* _Problem to solve_
In the records below, rewrite the part that opens with the line containing "Would you please place a dot on the thick" and closes with the line containing "point(313, 259)" as a numbered list, with both of those lines included and blank lines omitted. Leave the pictures out of your answer.

(Entries from a pointing dataset)
******************************

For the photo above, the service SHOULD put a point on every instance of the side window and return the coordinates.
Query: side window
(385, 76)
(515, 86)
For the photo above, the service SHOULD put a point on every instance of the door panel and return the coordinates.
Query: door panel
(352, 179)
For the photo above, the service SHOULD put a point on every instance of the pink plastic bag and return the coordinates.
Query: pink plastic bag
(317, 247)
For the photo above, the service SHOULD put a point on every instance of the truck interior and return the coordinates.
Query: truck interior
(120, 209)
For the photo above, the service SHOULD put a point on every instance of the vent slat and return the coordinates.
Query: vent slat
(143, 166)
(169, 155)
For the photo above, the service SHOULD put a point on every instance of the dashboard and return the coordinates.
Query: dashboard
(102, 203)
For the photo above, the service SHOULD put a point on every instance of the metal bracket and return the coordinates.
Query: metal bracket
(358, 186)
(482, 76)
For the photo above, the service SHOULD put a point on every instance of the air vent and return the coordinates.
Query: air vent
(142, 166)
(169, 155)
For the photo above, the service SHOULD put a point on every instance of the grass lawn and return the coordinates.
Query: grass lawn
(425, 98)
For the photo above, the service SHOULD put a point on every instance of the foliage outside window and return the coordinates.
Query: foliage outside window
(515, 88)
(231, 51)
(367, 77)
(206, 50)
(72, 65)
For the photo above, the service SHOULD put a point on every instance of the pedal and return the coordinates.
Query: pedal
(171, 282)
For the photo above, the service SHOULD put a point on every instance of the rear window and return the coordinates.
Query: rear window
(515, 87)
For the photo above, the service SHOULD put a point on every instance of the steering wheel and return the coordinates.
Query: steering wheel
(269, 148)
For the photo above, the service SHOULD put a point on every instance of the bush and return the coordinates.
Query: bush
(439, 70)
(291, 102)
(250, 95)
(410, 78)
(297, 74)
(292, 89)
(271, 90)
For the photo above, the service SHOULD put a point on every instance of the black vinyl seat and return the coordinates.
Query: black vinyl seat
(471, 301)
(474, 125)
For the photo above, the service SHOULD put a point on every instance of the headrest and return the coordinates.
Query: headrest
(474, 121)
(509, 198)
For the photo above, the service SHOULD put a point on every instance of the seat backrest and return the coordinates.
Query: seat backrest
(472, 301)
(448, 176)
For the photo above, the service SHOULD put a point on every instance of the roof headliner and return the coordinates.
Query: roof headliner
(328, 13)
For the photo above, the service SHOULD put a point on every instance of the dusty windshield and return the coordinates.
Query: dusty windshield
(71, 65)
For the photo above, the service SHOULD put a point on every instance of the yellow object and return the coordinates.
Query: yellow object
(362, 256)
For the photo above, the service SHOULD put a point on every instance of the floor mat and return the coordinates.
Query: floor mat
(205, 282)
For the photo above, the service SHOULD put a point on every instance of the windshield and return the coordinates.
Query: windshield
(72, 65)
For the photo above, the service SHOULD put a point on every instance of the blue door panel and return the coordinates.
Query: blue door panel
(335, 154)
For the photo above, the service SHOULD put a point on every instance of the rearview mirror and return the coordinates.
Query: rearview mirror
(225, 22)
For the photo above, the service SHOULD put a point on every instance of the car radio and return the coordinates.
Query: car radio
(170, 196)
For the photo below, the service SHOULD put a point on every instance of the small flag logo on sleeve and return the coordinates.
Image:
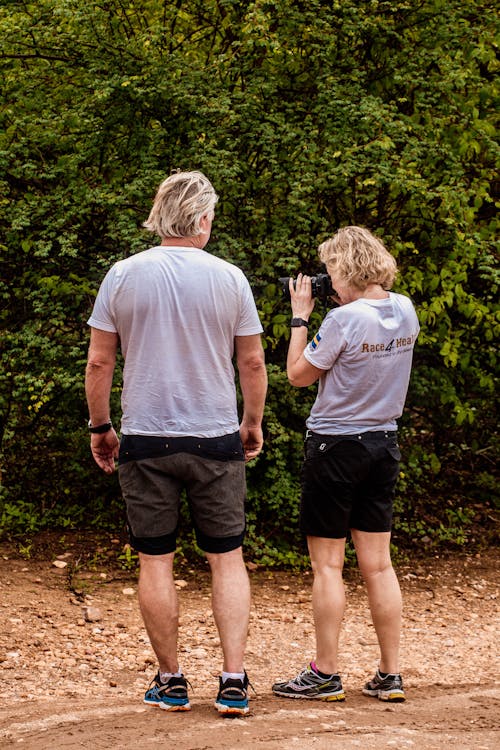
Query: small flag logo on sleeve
(315, 341)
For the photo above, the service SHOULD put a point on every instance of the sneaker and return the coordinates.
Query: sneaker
(388, 688)
(232, 698)
(308, 684)
(170, 695)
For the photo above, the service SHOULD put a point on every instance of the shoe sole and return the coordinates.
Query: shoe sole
(231, 710)
(169, 706)
(326, 698)
(391, 696)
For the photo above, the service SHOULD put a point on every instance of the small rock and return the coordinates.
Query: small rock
(92, 614)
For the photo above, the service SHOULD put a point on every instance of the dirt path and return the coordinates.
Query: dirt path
(73, 677)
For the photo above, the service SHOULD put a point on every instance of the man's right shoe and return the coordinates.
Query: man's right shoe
(309, 685)
(170, 695)
(388, 688)
(232, 698)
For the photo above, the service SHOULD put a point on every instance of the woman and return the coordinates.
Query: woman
(361, 357)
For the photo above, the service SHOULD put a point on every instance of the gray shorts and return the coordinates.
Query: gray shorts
(154, 471)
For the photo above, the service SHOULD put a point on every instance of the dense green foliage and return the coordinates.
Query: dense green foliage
(306, 116)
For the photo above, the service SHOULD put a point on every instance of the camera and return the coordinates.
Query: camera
(321, 287)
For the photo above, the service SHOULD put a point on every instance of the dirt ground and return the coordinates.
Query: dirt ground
(75, 660)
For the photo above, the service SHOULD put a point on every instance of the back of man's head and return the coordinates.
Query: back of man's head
(180, 203)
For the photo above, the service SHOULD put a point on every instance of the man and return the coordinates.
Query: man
(179, 314)
(362, 358)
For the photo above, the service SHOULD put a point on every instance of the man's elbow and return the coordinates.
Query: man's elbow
(294, 379)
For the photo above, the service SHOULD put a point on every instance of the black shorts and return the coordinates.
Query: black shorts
(348, 482)
(153, 472)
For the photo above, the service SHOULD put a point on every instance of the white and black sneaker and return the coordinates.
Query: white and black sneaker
(309, 685)
(386, 687)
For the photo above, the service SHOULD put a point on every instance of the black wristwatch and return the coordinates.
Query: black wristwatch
(100, 429)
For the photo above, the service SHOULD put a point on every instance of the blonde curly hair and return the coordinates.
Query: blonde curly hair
(359, 258)
(180, 203)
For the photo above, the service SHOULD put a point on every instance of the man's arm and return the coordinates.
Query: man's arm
(253, 383)
(98, 382)
(300, 372)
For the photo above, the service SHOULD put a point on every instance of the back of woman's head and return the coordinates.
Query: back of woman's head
(180, 203)
(359, 258)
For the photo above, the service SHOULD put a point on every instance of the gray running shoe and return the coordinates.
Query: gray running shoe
(389, 688)
(310, 686)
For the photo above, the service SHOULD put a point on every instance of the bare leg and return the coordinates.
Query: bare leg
(384, 594)
(328, 598)
(231, 605)
(159, 607)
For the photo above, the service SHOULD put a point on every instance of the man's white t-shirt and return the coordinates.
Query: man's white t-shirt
(177, 311)
(366, 349)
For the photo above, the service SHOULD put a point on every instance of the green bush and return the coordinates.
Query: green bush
(306, 116)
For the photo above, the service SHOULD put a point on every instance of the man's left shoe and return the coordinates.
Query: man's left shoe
(388, 688)
(310, 686)
(232, 698)
(170, 695)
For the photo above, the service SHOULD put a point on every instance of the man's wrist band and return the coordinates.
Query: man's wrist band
(100, 429)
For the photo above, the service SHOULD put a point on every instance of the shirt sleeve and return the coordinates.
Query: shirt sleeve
(102, 316)
(323, 350)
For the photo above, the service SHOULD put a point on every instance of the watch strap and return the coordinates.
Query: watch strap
(100, 429)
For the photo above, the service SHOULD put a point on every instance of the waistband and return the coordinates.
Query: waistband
(375, 435)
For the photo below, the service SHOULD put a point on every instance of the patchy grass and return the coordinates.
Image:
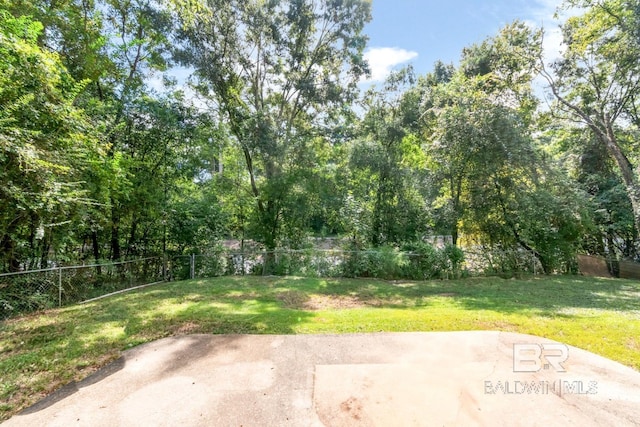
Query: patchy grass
(43, 351)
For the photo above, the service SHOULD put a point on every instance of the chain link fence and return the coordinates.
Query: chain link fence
(26, 291)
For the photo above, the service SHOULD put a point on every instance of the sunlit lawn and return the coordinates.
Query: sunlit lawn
(41, 352)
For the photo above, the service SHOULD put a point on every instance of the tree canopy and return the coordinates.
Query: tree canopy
(104, 154)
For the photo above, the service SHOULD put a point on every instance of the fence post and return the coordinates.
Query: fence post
(164, 267)
(59, 286)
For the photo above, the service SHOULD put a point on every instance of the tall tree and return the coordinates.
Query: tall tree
(45, 141)
(597, 81)
(278, 72)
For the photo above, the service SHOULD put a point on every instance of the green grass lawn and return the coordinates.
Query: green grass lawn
(43, 351)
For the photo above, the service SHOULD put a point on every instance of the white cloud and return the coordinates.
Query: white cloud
(382, 60)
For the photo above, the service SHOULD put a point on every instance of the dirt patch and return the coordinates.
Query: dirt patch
(186, 328)
(323, 302)
(293, 299)
(353, 407)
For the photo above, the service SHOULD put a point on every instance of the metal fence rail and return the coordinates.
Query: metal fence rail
(25, 291)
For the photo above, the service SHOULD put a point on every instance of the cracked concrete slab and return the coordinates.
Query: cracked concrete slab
(409, 379)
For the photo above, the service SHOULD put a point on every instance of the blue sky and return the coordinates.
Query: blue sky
(421, 32)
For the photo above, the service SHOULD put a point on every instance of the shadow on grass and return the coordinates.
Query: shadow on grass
(83, 338)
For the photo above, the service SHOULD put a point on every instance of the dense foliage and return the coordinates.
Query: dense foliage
(106, 154)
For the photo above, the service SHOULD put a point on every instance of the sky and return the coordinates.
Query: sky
(421, 32)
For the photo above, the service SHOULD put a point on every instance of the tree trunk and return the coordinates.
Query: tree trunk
(115, 235)
(96, 250)
(629, 176)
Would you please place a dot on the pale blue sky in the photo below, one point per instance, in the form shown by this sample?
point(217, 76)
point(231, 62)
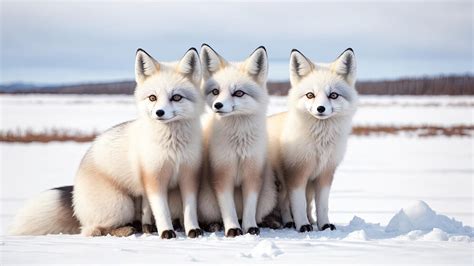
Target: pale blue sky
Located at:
point(86, 41)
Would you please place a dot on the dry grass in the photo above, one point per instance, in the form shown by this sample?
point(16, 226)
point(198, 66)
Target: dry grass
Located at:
point(420, 131)
point(29, 136)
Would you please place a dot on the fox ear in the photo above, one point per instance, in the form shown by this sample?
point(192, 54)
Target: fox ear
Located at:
point(190, 66)
point(300, 66)
point(256, 65)
point(345, 65)
point(211, 61)
point(145, 66)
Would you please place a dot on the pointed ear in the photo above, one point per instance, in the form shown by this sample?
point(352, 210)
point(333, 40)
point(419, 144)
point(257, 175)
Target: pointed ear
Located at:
point(145, 66)
point(345, 65)
point(211, 61)
point(190, 66)
point(256, 65)
point(300, 66)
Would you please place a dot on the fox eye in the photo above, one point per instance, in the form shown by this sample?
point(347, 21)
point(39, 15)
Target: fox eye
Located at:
point(239, 93)
point(310, 95)
point(176, 98)
point(333, 95)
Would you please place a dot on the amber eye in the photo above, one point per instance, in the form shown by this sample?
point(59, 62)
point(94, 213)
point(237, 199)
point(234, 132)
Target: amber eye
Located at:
point(333, 95)
point(176, 98)
point(239, 93)
point(310, 95)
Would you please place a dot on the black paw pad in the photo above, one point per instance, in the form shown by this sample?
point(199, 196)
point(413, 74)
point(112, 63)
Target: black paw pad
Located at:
point(254, 231)
point(149, 228)
point(215, 227)
point(137, 225)
point(306, 228)
point(168, 234)
point(330, 226)
point(290, 225)
point(233, 232)
point(193, 233)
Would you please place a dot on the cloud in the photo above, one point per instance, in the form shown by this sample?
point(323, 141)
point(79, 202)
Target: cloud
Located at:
point(104, 35)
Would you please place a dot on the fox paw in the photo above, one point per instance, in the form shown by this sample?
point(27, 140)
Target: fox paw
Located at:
point(306, 228)
point(290, 225)
point(123, 231)
point(149, 228)
point(330, 226)
point(253, 231)
point(193, 233)
point(168, 234)
point(214, 227)
point(233, 232)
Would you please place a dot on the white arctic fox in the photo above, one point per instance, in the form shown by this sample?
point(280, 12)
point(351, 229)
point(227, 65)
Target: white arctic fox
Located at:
point(308, 142)
point(157, 153)
point(237, 181)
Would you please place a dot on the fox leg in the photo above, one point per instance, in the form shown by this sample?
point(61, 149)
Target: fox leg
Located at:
point(297, 180)
point(310, 203)
point(284, 204)
point(156, 188)
point(147, 217)
point(322, 188)
point(251, 185)
point(189, 185)
point(223, 181)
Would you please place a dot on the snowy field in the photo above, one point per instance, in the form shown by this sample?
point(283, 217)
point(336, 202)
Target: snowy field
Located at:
point(395, 199)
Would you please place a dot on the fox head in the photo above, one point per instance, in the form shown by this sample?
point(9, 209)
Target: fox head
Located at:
point(323, 90)
point(235, 88)
point(168, 92)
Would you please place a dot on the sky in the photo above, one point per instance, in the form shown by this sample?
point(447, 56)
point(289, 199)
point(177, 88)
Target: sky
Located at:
point(58, 42)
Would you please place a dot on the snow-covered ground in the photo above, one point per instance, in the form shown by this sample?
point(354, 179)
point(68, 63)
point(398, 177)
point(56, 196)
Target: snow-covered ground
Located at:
point(395, 199)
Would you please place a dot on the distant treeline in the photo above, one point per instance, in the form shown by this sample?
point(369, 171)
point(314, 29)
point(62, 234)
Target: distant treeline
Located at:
point(441, 85)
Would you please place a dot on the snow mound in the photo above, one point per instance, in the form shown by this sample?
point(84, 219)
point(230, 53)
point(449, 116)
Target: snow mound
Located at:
point(359, 235)
point(419, 216)
point(436, 235)
point(265, 249)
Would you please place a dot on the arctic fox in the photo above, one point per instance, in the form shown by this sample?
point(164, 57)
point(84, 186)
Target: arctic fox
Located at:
point(146, 158)
point(237, 181)
point(308, 142)
point(50, 212)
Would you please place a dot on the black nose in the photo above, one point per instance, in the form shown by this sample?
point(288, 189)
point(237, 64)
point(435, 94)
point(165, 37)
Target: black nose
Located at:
point(160, 113)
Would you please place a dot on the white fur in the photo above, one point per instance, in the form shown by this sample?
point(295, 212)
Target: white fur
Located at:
point(311, 138)
point(298, 206)
point(111, 171)
point(235, 132)
point(322, 199)
point(45, 214)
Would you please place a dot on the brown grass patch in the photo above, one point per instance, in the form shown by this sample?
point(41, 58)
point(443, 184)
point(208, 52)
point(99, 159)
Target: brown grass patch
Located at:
point(29, 136)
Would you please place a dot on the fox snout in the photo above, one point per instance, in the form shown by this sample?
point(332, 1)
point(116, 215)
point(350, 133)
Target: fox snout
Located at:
point(222, 107)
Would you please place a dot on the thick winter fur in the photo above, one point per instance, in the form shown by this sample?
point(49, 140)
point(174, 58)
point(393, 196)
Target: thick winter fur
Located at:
point(150, 156)
point(236, 179)
point(50, 212)
point(308, 142)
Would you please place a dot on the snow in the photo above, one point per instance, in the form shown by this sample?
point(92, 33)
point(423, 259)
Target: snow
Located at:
point(395, 199)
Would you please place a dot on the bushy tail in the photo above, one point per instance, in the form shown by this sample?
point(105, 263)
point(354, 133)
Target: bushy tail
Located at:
point(50, 212)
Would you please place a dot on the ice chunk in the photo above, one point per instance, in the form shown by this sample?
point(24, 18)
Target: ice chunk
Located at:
point(419, 216)
point(265, 249)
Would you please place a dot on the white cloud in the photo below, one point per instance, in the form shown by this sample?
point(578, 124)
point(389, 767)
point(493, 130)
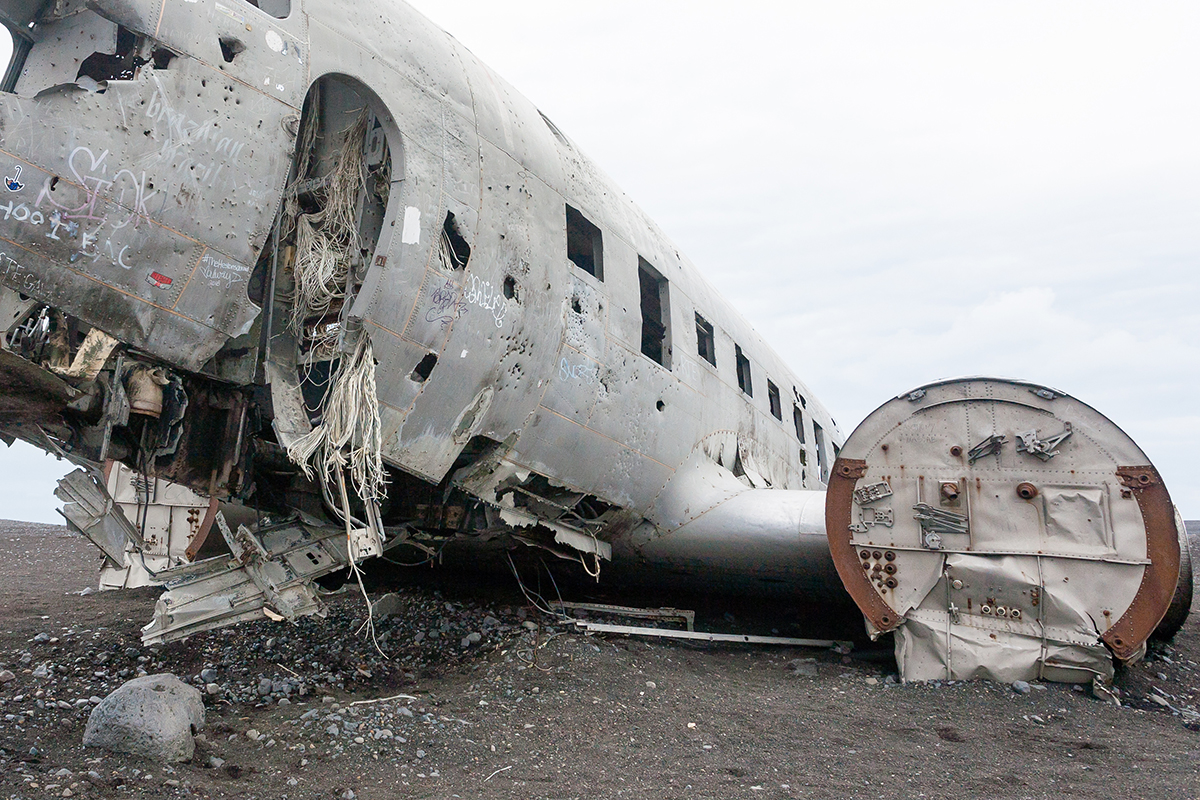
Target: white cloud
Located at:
point(901, 192)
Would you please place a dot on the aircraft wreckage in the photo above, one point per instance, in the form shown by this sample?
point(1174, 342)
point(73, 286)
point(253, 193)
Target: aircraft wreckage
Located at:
point(313, 259)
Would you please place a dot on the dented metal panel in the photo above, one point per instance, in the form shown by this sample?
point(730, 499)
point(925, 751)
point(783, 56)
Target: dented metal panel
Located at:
point(991, 522)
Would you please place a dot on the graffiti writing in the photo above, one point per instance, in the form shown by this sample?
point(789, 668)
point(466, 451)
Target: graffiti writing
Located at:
point(447, 306)
point(485, 295)
point(16, 276)
point(586, 372)
point(97, 176)
point(180, 131)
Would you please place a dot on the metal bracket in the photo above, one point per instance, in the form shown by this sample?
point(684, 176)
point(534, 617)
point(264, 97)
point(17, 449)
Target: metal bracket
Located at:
point(871, 493)
point(1043, 449)
point(987, 447)
point(939, 521)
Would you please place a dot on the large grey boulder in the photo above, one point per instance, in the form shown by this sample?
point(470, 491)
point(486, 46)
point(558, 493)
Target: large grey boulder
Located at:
point(154, 716)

******************************

* _The result_
1. Would you please place a dot on the thick winter fur in the photo above, one point per instance, in the form shown by this sample?
2. point(49, 140)
3. point(174, 58)
4. point(393, 196)
5. Target: thick winter fur
6. Located at:
7. point(150, 156)
8. point(236, 179)
9. point(50, 212)
10. point(308, 142)
11. Would you please place a dot on the snow in the photo above, one point per instance, in the form shown by this sample?
12. point(92, 33)
13. point(423, 259)
14. Target: snow
15. Located at:
16. point(395, 199)
17. Would you please place a dot on the bushy tail in the photo above, one point per instance, in the form shown by this sample?
18. point(105, 263)
19. point(354, 133)
20. Target: bushy tail
21. Located at:
22. point(50, 212)
23. Would you please place a dot on the ice chunk in the photo above, one point per instance, in the form shown by this sample?
24. point(24, 18)
25. Target: ice chunk
26. Located at:
27. point(419, 216)
28. point(265, 249)
29. Would you please place a dot on the white cloud in the photo below, one point per instance, in the form shown by this sample?
30. point(578, 124)
31. point(389, 767)
32. point(493, 130)
33. Target: white cloud
34. Located at:
35. point(901, 192)
36. Would you please place a dot on the aircraft wreckage in the photo above, one point per instance, in the form shown by this sample?
37. point(1174, 342)
38. point(73, 286)
39. point(253, 193)
40. Target: aircraft wreckage
41. Located at:
42. point(313, 259)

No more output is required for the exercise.